-- Assignment --
Copy each of the entries below faithfully, setting aside any pictures.

-- Records for the exercise --

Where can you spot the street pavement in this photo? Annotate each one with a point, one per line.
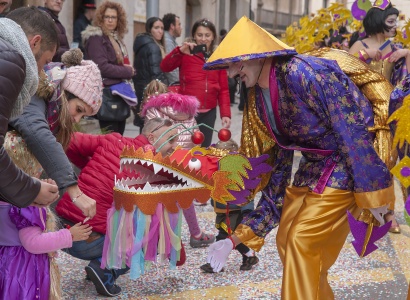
(384, 274)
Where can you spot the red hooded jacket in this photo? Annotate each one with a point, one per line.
(98, 157)
(210, 87)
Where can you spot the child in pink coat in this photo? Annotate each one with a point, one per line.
(180, 109)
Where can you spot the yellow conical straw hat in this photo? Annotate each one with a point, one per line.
(245, 41)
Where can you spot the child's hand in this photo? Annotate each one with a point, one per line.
(80, 232)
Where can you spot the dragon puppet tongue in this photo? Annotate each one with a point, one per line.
(208, 163)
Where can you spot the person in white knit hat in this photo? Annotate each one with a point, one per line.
(67, 92)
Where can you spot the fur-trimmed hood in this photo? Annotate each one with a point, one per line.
(90, 31)
(179, 103)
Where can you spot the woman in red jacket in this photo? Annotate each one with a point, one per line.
(210, 87)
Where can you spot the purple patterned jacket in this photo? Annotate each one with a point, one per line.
(319, 111)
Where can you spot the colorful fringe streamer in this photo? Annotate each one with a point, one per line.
(135, 240)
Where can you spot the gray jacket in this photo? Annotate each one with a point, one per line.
(171, 44)
(16, 187)
(34, 128)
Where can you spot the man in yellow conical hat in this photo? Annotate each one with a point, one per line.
(304, 103)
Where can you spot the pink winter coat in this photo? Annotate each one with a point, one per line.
(98, 157)
(180, 109)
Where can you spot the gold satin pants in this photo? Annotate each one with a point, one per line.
(312, 230)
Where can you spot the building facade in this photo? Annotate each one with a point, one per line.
(274, 15)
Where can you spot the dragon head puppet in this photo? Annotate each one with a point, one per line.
(145, 220)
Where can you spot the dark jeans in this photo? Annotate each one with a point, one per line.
(87, 251)
(91, 251)
(113, 126)
(207, 118)
(235, 218)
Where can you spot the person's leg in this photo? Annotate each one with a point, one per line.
(87, 250)
(314, 240)
(207, 118)
(191, 220)
(103, 279)
(121, 127)
(198, 238)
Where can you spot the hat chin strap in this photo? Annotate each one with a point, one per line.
(260, 72)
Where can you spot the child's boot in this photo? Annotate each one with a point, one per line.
(248, 262)
(103, 279)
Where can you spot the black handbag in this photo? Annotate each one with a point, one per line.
(113, 107)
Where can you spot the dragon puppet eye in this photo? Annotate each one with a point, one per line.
(194, 164)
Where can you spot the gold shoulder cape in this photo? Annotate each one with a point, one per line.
(377, 89)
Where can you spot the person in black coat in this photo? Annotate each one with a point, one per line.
(84, 18)
(148, 53)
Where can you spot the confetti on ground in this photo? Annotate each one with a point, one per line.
(382, 275)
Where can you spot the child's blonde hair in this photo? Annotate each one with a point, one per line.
(154, 88)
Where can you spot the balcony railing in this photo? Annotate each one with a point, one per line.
(282, 21)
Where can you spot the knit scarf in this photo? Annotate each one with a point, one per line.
(12, 33)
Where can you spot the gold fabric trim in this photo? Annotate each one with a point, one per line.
(377, 89)
(249, 238)
(256, 138)
(376, 199)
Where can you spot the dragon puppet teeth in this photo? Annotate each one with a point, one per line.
(157, 168)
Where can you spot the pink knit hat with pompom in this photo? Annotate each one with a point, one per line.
(85, 82)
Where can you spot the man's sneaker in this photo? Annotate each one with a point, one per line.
(208, 269)
(248, 262)
(103, 279)
(203, 240)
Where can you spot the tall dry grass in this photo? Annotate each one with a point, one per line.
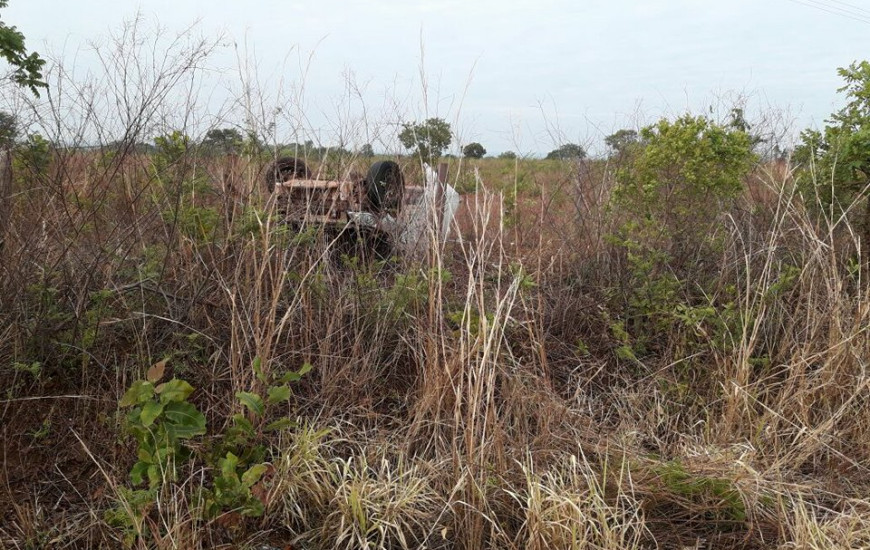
(474, 397)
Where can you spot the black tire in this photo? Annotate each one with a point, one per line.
(385, 187)
(285, 169)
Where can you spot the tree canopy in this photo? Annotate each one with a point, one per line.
(836, 160)
(427, 139)
(474, 151)
(27, 67)
(567, 151)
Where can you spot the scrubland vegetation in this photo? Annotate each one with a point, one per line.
(664, 348)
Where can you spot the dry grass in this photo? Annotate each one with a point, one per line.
(474, 398)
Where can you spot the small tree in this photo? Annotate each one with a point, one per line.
(621, 141)
(668, 204)
(473, 151)
(27, 66)
(223, 141)
(840, 153)
(428, 139)
(8, 130)
(568, 151)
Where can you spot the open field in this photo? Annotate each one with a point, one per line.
(505, 391)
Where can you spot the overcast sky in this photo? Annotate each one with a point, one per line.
(514, 75)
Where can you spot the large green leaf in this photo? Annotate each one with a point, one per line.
(174, 390)
(252, 401)
(253, 474)
(150, 412)
(140, 391)
(184, 421)
(278, 394)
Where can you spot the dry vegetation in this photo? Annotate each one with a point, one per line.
(500, 392)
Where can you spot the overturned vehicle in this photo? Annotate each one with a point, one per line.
(378, 213)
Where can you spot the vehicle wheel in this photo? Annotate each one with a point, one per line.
(385, 186)
(285, 169)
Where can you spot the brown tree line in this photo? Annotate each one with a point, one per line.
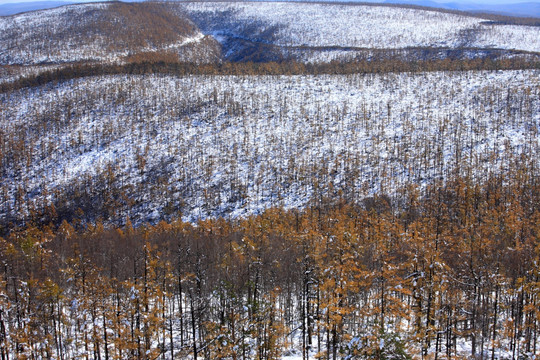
(448, 271)
(163, 62)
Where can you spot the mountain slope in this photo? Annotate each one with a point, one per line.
(330, 31)
(152, 147)
(100, 32)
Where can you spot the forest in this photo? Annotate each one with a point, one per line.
(256, 180)
(449, 271)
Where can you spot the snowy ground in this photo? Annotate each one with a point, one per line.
(342, 30)
(92, 32)
(209, 146)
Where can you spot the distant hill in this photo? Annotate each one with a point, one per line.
(527, 9)
(101, 32)
(15, 8)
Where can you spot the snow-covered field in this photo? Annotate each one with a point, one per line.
(94, 32)
(210, 146)
(318, 25)
(311, 32)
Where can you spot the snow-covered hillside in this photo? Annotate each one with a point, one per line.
(99, 32)
(335, 31)
(209, 146)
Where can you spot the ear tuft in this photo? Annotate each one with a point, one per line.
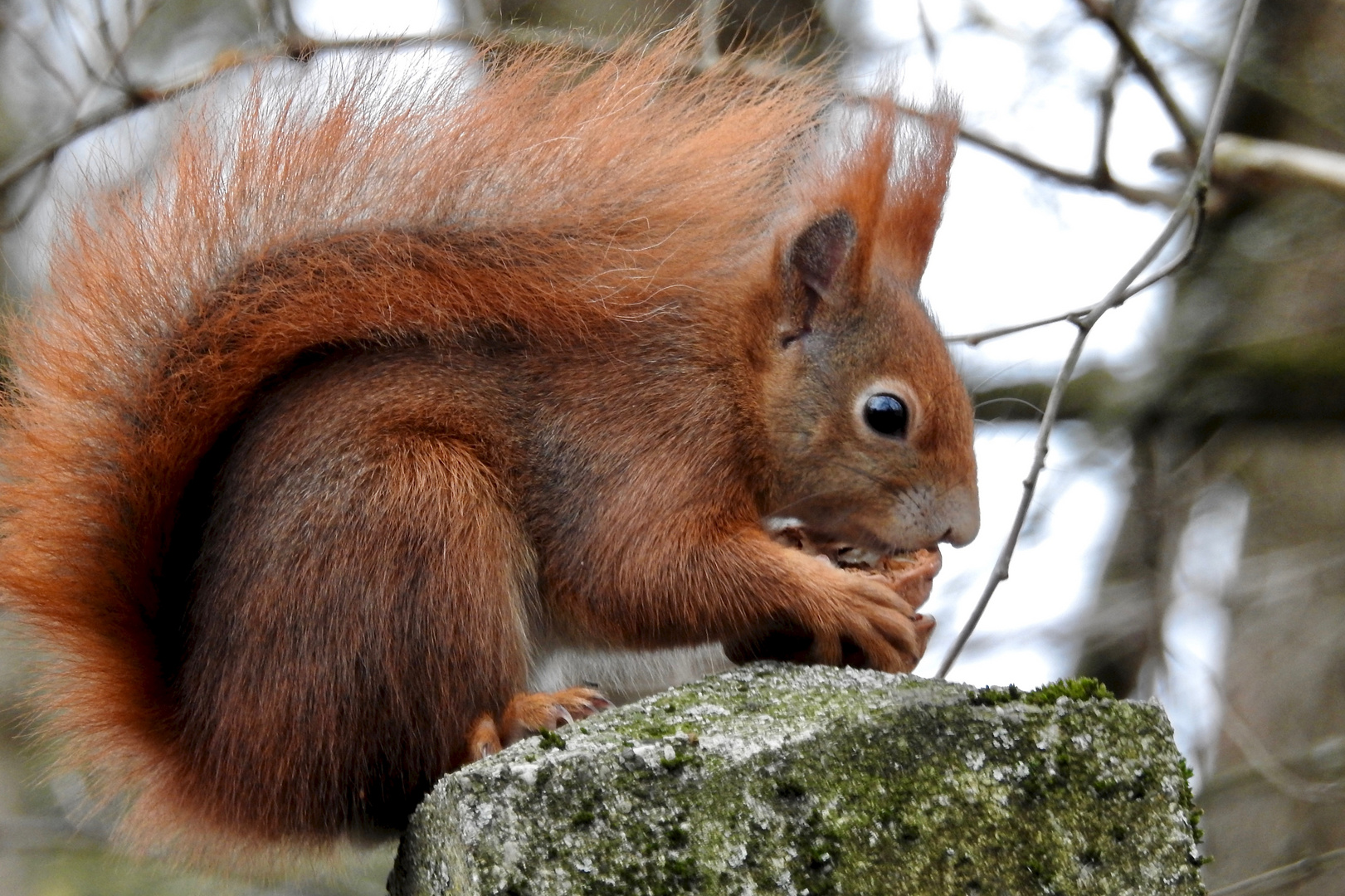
(821, 251)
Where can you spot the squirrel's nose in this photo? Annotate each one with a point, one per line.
(962, 514)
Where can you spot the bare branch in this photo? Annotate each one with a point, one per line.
(1238, 158)
(1099, 181)
(1284, 876)
(1192, 201)
(1106, 110)
(41, 58)
(1104, 12)
(1079, 315)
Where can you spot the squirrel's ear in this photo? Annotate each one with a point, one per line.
(816, 263)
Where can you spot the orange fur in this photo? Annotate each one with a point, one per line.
(315, 441)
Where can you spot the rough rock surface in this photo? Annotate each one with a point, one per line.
(791, 779)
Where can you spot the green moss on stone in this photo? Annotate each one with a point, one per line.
(1070, 689)
(783, 779)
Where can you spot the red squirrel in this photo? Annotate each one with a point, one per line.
(316, 443)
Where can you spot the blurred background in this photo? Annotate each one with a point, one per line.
(1188, 537)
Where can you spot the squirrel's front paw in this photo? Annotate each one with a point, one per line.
(528, 714)
(869, 626)
(864, 622)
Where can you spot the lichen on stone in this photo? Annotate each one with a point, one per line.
(811, 781)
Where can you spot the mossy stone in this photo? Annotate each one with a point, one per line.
(816, 781)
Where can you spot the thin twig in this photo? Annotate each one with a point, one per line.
(1281, 878)
(708, 23)
(1104, 12)
(1099, 181)
(1080, 314)
(1192, 199)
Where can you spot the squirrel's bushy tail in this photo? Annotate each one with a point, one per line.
(556, 194)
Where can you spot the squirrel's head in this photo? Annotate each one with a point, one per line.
(870, 426)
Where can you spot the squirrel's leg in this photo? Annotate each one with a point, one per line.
(699, 582)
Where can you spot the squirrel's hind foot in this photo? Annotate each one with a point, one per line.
(528, 714)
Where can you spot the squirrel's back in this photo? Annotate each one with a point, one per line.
(554, 199)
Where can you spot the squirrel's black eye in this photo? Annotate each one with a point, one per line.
(887, 415)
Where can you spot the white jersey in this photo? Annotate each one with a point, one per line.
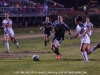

-- Result of the task --
Where can you spot the street pavement in this photo? Annotate each one with a point, one per line.
(384, 274)
Where can you spot the red hooded jacket in this photo? Annotate each one with a point, one per line.
(98, 157)
(210, 87)
Where can you spot the child in pink coat in this photo? Annotate each one with a point, one per line.
(180, 109)
Where can you spot the yellow conical straw hat in this photo? Annotate each one with a point, one per line.
(245, 41)
Where can you spot the child's hand in this photo? Annotate each one with a point, one per line.
(80, 232)
Where can you spot the dragon puppet tongue in this photo? Annotate each one with a point, one per line.
(208, 163)
Where can you spot the person in white knit hat in this photo? Annotate each one with a point, one per line.
(67, 92)
Where can you spot the fur-trimmed hood in this photo? Annotate each one with a point, one per line.
(90, 31)
(179, 103)
Where can you spot the woman in red jacket in this photo? Annotate each one with a point, one per line.
(210, 87)
Where can you spot the purple patterned jacket in this photo? Annotate each one with a point, one per line.
(319, 111)
Where can you spot the colorful fringe streamer in this photo? Annotate each one with a point, one per line.
(135, 240)
Where can you spot the gray jacket in this photo? Annotate each one with a point, one per line.
(171, 44)
(16, 187)
(34, 128)
Where can you spot the man in yellow conical hat in this photo? Annotate each one with a point, one per line.
(304, 103)
Where can you spot the pink winter coat in this photo? Annotate each one with a point, one per line.
(98, 157)
(180, 109)
Where can you spot the gold satin pants in this photo? Annotate each one with a point, one per line.
(312, 230)
Where can you spot the building facade in this photo? Annotate each one with a point, one per line.
(274, 15)
Where can you spot the dragon head puppet in this photo? Annotate each one with a point, one per line.
(145, 220)
Where can you spot the dark jeans in this photo? Annotate each one with a point, one per line.
(87, 251)
(91, 251)
(113, 126)
(207, 118)
(235, 218)
Where can you spot the person's leg in this photo? Annotate each one with a point, one per line.
(87, 250)
(314, 240)
(207, 118)
(191, 220)
(103, 279)
(121, 127)
(198, 238)
Where can you spot the hat chin strap in this photo? Annotate each one with a point, one per line.
(260, 72)
Where can you spot the child's boot in this photo? Annotate each one with a point, one per line.
(248, 262)
(103, 279)
Where can you spot the black handbag in this photo? Annotate each one with a point, one per line.
(113, 107)
Where can you spot the dragon puppet eye in this photo? Annotate each one with a point, one per line.
(194, 164)
Where can you spot the gold shoulder cape in this photo? Annotate each one with a point, one per line.
(377, 89)
Where can you spot the person in black coat in this photo? Annotate each one with a point, one per line.
(84, 18)
(148, 53)
Where can you spot the confetti on ground in this photo? Annotate each one with a point, one per line.
(382, 275)
Where can you spot the child's blonde hair in this photo? Annotate each one with a point, one per line.
(154, 88)
Where can you spot the balcony railing in this photo? Annotate each one with a point, one per line.
(282, 21)
Where can you spot the knit scarf in this photo? Annotate each one with a point, one per line.
(12, 33)
Where can you spot the gold fabric trim in this photo? Annotate each one with a point, one per line.
(377, 89)
(249, 238)
(256, 138)
(376, 199)
Where can you spot the dragon puppet teeth in this photo? Annotate each one with a point, one per line.
(157, 168)
Where can you spot the pink knit hat with pompom in this photo? Annotate each one with a point, one per line.
(85, 82)
Where can you spot the man's sneaker in this photo? Annotate each one with a point, one per line.
(208, 269)
(248, 262)
(103, 279)
(203, 240)
Where can you spot the tall dry grass in this photo? Annotate each one with a point, one per line.
(474, 397)
Where can you spot the black tire in this photo? Annotate each one with a point, one per line.
(385, 187)
(285, 169)
Where can you spot the tree canopy in this photo? Annotate each one with a point, one per line.
(836, 160)
(427, 139)
(474, 151)
(27, 67)
(567, 151)
Where can you spot the scrubland vegetation in this photo? Annotate each one with a point, one per line.
(664, 348)
Where can you spot the dry grass in this photo? Annotate each one with a point, one per line.
(474, 398)
Where can you spot the small tree in this photo? Annotate each one with a point, one per line.
(621, 141)
(668, 204)
(473, 151)
(27, 66)
(223, 141)
(840, 153)
(428, 139)
(8, 130)
(568, 151)
Where can you spot the open field in this photo? Annotate each one with a point, one per line.
(505, 391)
Where can you spot the overcast sky in this photo? Annotate each one with a point, one per line.
(514, 75)
Where can you spot the large green leaf in this photo? Annotate each one with a point, one per line.
(174, 390)
(252, 401)
(253, 474)
(150, 412)
(140, 391)
(184, 421)
(278, 394)
Where can you spot the dry vegetation in this photo? Annotate each one with a point, one per line.
(500, 392)
Where can you spot the overturned vehicle in this photo? Annotate each one with a point, one per line.
(378, 213)
Where can you spot the vehicle wheel in this photo? Annotate each one with a point, one per line.
(385, 186)
(285, 169)
Where can you spot the brown tree line in this photo? Annotate each one with a point, one per line.
(448, 271)
(163, 62)
Where can you spot the mountain slope in this photo? Annotate each one with a point, one per line.
(330, 31)
(152, 147)
(100, 32)
Where can you spot the forest in this photo? Annotate each one with a point, one per line.
(256, 180)
(449, 271)
Where can you spot the snowy ground in this photo? Annotate each one with a point, one per line.
(342, 30)
(92, 32)
(209, 146)
Where can you spot the distant hill in this photo? Annotate each one with a point, one per line.
(527, 9)
(101, 32)
(15, 8)
Where can you spot the snow-covered field in this photo? Annotate each one with a point, one per line.
(94, 32)
(210, 146)
(318, 25)
(311, 32)
Where can you spot the snow-covered hillside in this photo? Annotate each one with a point, one per line.
(99, 32)
(335, 31)
(209, 146)
Where can you spot the ear tuft in this photo? Annotate each one with a point, one per line.
(821, 251)
Where can you spot the squirrel's nose in this photo? Annotate each one with a point, one per line.
(962, 514)
Where can you spot the bare branch in this photo? Annotate each one with a point, one per line.
(1238, 158)
(1099, 181)
(1284, 876)
(1192, 201)
(1106, 110)
(41, 58)
(1104, 12)
(1079, 315)
Where can you spot the squirrel's ear in this photo? Annotate each one with a point, one per line.
(816, 263)
Where can you spot the orange fur in this photo? Annotate each one with a point, one per line.
(315, 441)
Where can you spot the rough rock surface in this photo? Annotate each one with a point, one per line.
(791, 779)
Where can you spot the green moss on stone in this photo? Annotate each one with a point, one per line.
(1070, 689)
(783, 779)
Where can you spot the red squirrel in this photo? Annotate each one with a point, one per line.
(316, 443)
Where can you spot the blurred background in this photo? Annotate each one with a point, one per line.
(1188, 537)
Where can you spot the squirrel's front paw in this photo? Annotate each one with a point, one per line.
(528, 714)
(869, 626)
(864, 622)
Where can you spot the lichen on stone in this photo? Annotate each one with a point, one per line.
(811, 781)
Where can you spot the mossy stone in this photo? Annotate each one with a point, one per line.
(816, 781)
Where can you spot the thin twig in this photo? Annotate each one with a point, one per line.
(1281, 878)
(708, 23)
(1104, 12)
(1099, 181)
(1080, 314)
(1192, 199)
Where can you spot the squirrel's bushy tail in this photo? Annotate each one with a point, one per line.
(556, 194)
Where can you spot the squirrel's head in this photo? Annotate each one with a point, one per line.
(870, 426)
Where can you spot the squirrel's leg in this photo? Annotate each one with a point, one per line.
(699, 582)
Where can you spot the squirrel's hind foot in this photo? Annotate each one with a point, one per line.
(528, 714)
Where can you spot the squirrel's back in this photo? Annotate each one with a point, one per line.
(554, 199)
Where can you spot the squirrel's black eye in this photo? Annotate each one with a point, one per line.
(887, 415)
Where can you spot the white jersey in this photo? Annotate each one with a point, one per line.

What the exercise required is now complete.